Dataset excerpts
────────────────────────────────────────

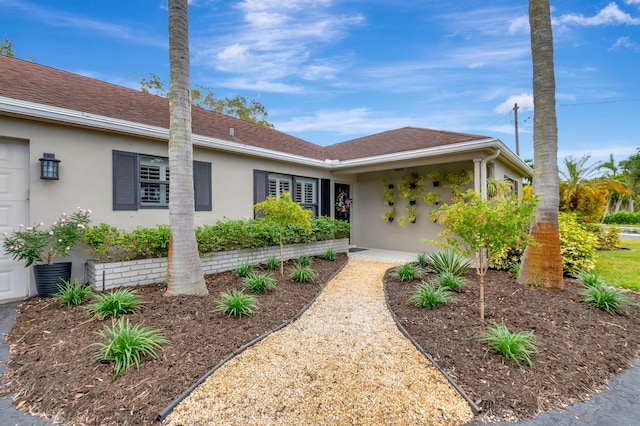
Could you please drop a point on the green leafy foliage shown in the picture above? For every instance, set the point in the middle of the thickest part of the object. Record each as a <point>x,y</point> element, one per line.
<point>450,281</point>
<point>33,244</point>
<point>517,346</point>
<point>447,260</point>
<point>272,263</point>
<point>304,261</point>
<point>606,298</point>
<point>111,244</point>
<point>236,303</point>
<point>408,271</point>
<point>589,279</point>
<point>623,218</point>
<point>72,294</point>
<point>302,274</point>
<point>243,271</point>
<point>430,296</point>
<point>115,303</point>
<point>329,254</point>
<point>259,282</point>
<point>125,344</point>
<point>577,245</point>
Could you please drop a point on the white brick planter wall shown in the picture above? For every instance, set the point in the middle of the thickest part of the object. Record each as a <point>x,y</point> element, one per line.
<point>105,276</point>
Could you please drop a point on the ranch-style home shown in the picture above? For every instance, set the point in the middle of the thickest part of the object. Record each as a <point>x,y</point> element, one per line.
<point>110,145</point>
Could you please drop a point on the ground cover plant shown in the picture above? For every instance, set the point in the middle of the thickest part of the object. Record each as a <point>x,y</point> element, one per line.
<point>578,347</point>
<point>81,390</point>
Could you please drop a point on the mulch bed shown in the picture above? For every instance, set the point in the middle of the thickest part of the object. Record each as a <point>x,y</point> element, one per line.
<point>52,367</point>
<point>580,347</point>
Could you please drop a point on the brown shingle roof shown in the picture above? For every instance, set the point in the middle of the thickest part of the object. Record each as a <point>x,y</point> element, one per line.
<point>400,140</point>
<point>36,83</point>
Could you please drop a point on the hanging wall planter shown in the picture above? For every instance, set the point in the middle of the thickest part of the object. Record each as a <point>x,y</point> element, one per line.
<point>50,277</point>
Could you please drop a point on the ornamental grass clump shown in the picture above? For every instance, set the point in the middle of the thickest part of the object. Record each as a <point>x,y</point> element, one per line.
<point>606,298</point>
<point>236,303</point>
<point>407,272</point>
<point>447,261</point>
<point>304,261</point>
<point>517,346</point>
<point>302,274</point>
<point>330,255</point>
<point>116,303</point>
<point>450,281</point>
<point>72,294</point>
<point>428,295</point>
<point>125,344</point>
<point>259,282</point>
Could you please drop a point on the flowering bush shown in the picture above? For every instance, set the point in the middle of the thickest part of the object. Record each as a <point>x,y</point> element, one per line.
<point>34,244</point>
<point>343,202</point>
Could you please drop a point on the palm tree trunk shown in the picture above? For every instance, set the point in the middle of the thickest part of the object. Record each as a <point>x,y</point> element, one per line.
<point>184,271</point>
<point>542,262</point>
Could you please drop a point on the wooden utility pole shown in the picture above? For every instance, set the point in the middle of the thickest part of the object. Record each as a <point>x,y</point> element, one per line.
<point>515,119</point>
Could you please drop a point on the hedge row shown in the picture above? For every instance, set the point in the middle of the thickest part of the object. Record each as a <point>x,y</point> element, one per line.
<point>110,244</point>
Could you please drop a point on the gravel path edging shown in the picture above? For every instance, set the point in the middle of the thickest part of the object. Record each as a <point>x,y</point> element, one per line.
<point>162,415</point>
<point>475,408</point>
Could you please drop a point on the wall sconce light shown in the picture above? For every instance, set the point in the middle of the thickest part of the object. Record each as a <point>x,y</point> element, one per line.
<point>49,167</point>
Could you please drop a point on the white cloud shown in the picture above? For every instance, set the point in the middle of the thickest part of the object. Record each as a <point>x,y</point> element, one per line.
<point>611,14</point>
<point>624,43</point>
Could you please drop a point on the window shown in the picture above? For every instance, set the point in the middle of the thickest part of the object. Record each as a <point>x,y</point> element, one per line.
<point>279,184</point>
<point>142,181</point>
<point>154,181</point>
<point>303,190</point>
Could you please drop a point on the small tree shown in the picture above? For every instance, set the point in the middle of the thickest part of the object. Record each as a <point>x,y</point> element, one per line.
<point>482,228</point>
<point>282,212</point>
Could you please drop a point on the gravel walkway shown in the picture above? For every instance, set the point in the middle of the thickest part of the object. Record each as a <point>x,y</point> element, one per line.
<point>343,362</point>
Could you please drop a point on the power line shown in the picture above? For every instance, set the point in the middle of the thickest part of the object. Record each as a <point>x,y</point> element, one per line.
<point>602,102</point>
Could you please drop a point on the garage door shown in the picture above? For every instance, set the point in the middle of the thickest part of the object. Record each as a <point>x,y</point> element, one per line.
<point>14,185</point>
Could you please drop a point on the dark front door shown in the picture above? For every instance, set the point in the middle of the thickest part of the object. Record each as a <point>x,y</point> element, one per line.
<point>343,201</point>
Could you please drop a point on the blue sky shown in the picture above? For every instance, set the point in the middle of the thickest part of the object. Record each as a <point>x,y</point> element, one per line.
<point>329,70</point>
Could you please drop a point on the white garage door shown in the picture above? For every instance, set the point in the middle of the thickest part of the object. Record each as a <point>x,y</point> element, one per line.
<point>14,186</point>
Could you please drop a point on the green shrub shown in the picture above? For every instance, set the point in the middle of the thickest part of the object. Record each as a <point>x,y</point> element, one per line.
<point>125,344</point>
<point>259,282</point>
<point>72,294</point>
<point>450,281</point>
<point>448,261</point>
<point>115,303</point>
<point>623,218</point>
<point>427,295</point>
<point>236,303</point>
<point>272,263</point>
<point>302,274</point>
<point>514,270</point>
<point>150,243</point>
<point>577,246</point>
<point>516,346</point>
<point>408,272</point>
<point>304,261</point>
<point>329,254</point>
<point>589,279</point>
<point>606,298</point>
<point>243,271</point>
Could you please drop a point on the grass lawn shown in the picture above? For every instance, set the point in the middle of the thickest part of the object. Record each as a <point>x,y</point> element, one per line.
<point>620,267</point>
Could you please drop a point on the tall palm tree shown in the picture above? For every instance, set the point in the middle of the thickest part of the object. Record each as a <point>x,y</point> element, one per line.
<point>542,262</point>
<point>184,271</point>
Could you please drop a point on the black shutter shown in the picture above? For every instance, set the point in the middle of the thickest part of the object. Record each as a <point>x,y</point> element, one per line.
<point>125,180</point>
<point>202,185</point>
<point>325,197</point>
<point>260,187</point>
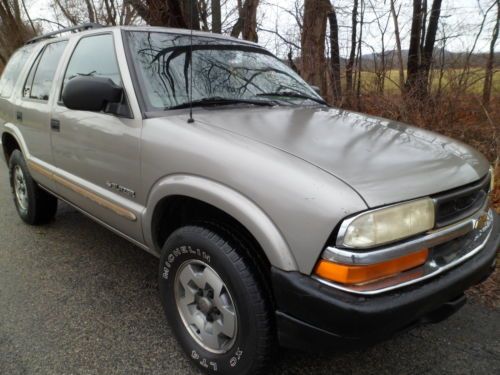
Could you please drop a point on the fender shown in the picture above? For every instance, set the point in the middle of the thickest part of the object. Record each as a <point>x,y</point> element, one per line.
<point>230,201</point>
<point>14,131</point>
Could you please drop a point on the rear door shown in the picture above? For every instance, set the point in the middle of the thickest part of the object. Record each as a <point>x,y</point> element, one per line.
<point>33,110</point>
<point>98,154</point>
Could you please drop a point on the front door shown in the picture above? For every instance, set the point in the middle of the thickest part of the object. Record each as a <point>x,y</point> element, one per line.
<point>98,154</point>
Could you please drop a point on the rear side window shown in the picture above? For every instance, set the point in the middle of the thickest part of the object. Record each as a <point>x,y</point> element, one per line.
<point>42,72</point>
<point>94,56</point>
<point>13,70</point>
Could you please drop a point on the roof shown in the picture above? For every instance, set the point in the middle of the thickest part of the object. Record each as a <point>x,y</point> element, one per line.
<point>92,28</point>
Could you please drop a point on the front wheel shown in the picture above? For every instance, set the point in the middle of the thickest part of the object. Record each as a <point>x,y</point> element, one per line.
<point>34,205</point>
<point>215,301</point>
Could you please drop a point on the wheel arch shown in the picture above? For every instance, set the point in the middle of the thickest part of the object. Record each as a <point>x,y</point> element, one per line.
<point>181,199</point>
<point>12,140</point>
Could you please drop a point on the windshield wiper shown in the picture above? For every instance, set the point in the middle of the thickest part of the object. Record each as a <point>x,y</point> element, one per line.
<point>219,100</point>
<point>292,94</point>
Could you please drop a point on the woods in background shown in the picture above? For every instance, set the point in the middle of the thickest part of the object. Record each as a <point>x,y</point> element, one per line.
<point>408,75</point>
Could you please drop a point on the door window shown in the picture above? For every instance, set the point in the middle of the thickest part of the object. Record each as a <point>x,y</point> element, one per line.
<point>41,76</point>
<point>94,56</point>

────────────────────────────────────────

YOUR ASSIGNMENT:
Only the lines from the one containing "Could you please drop a point on the door" through the end of the data above are wanted, both ends included; restate them word for word.

EXERCISE OUTPUT:
Could you please drop a point on the door window shown in the picture above? For every instance, set the point in the middle of the thickest part of the object. Record each as a <point>x,y</point> element, one per line.
<point>41,76</point>
<point>94,56</point>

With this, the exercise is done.